Reading text:
1) Weather resistance: No worries and the shade does its job well for keeping drops off the glass surface - as long it's not too windy. No shooting directly in bad weather but I got some pretty heavy showers. When actually shooting bad weather was the photo to take I took them from some type of shelter or from beneath a tree because getting droplets on the front glass would ruin the photo. Even though the camera / lens barrel got a bit wet and before storing the camera away in the bag I normally wiped off the droplets.

2) Exposure / DR: To sum it up the weather conditions were challenging because a cloudy sky in the mountains normally means still pretty bright (grey) sky whereas the valleys tend to get pretty dark - the more the more pinetrees with their dark greens. Those conditions (shooting RAW) meant too much DR in the scenes to get everything right. Since I'd noticed earlier already, the headroom in the bright lights of the RX10 is pretty tight (significantly smaller than for example my A99) and clipping in the highlights is pretty easy to happen in the given circumstances. This meant an exposure more oriented on the highlights than I'm used to do on the A99. This renders the shadoes in the valleys sometimes too dark but both shadow recovery and lifting applied via local adjustments levels the things. The limited DR and tendency for easier highlight clipping needs to be taken into account also for water / waterfall shots where the exposure needs to be adjusted for the whites in the water to avoid (too much) data losses through clipping.

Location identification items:

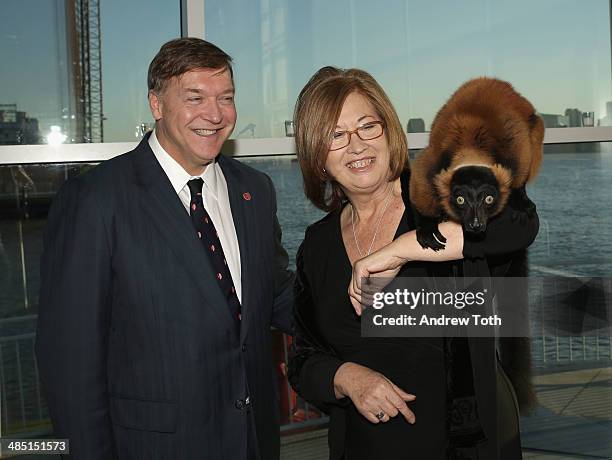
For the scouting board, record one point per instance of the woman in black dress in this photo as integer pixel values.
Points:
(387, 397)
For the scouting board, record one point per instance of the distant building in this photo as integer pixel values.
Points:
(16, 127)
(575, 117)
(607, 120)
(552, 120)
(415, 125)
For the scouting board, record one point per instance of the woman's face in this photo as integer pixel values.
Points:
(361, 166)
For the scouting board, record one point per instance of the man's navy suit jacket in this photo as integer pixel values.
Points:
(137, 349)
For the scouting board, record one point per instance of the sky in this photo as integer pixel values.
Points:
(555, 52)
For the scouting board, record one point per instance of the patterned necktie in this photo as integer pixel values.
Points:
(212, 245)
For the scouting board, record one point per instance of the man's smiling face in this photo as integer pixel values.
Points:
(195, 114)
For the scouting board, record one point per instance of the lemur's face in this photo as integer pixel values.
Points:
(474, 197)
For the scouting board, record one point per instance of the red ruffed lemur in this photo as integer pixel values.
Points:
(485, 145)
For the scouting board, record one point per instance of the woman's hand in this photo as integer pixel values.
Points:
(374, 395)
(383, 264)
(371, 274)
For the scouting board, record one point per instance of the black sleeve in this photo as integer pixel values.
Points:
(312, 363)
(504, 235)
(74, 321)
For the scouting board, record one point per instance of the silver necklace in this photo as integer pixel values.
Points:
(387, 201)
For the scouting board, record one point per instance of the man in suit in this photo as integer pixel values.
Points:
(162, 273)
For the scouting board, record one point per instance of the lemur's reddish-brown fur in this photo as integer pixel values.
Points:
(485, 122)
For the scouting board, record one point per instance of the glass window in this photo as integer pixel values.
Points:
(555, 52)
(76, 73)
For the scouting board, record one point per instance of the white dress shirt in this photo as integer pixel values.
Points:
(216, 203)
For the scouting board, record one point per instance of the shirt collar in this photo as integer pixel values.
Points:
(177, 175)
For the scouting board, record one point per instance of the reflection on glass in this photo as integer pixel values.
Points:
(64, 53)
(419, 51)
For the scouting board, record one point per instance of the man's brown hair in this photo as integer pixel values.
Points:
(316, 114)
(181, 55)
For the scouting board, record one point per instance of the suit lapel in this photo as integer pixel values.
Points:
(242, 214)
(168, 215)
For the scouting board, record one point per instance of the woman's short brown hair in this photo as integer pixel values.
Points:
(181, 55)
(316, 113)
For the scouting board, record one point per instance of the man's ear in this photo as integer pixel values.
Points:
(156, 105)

...

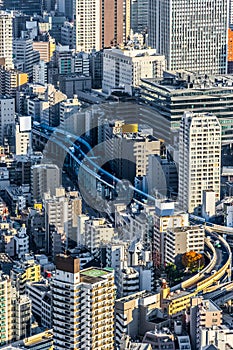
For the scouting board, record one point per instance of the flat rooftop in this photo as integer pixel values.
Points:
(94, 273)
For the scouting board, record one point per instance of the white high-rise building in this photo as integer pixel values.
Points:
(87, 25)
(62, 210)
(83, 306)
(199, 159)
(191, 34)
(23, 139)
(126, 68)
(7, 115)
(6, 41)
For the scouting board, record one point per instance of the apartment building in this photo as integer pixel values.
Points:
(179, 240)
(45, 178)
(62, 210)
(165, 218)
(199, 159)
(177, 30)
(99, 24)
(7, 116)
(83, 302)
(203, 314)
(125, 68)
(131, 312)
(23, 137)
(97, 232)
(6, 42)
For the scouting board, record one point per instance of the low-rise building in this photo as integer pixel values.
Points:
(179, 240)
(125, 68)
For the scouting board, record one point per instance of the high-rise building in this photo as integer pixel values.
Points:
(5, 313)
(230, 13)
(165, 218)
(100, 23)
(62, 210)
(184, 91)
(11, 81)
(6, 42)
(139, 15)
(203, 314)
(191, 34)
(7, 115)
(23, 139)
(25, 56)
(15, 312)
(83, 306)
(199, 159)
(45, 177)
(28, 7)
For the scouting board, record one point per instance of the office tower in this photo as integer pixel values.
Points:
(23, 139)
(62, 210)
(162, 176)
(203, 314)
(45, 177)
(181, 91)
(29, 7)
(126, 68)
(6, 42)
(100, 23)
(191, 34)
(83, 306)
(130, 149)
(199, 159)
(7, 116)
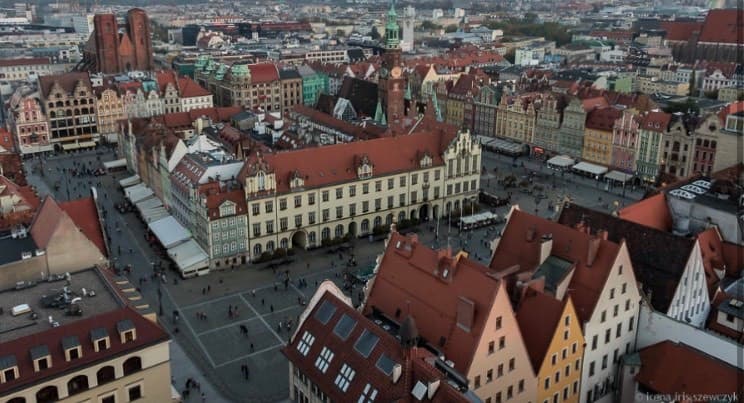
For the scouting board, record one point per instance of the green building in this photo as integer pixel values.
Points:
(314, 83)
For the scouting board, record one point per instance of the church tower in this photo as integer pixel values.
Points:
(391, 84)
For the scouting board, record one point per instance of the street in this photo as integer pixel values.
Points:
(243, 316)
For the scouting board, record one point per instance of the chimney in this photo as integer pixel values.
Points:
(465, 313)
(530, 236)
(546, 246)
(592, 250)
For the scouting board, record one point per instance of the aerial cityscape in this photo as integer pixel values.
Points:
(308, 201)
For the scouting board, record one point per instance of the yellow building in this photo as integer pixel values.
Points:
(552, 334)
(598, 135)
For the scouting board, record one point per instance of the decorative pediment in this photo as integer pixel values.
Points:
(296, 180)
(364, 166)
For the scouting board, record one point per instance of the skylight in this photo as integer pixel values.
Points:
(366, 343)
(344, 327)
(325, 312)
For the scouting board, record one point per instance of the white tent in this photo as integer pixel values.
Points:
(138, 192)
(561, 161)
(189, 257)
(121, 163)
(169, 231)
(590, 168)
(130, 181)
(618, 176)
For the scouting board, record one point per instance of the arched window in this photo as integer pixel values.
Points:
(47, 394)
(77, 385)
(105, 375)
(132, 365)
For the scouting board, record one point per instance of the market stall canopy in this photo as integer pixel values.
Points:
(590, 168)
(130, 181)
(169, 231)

Challenge: Continue the RX10 field review above, picking up right after its last sentence about exposing waterfall shots for the whites in the water.

Expected answer:
3) Bulk/weight: Just fine and no hinderance in hike up to 35km per day - hiking though and no real climbing. In addition, an excellent range of FL for such purposes.

4) Onboard flash: It's nice to have it but it doesn't rise enough. The removal of the shade is almost mandatory to avoid shadowing. Things get even worse when doing close-ups like I did with tiny mountain flowers in front of a defocussed mountain background. It's all too easy to get the main subject shadowed by the lens barrel. Of course this would be less an issue on a sunny day with plenty of light. With the RX100 at least it's possible to bounce the flashlight.

5) IS: impressive effective particulary when shooting in the shadows of gorges or in the woods.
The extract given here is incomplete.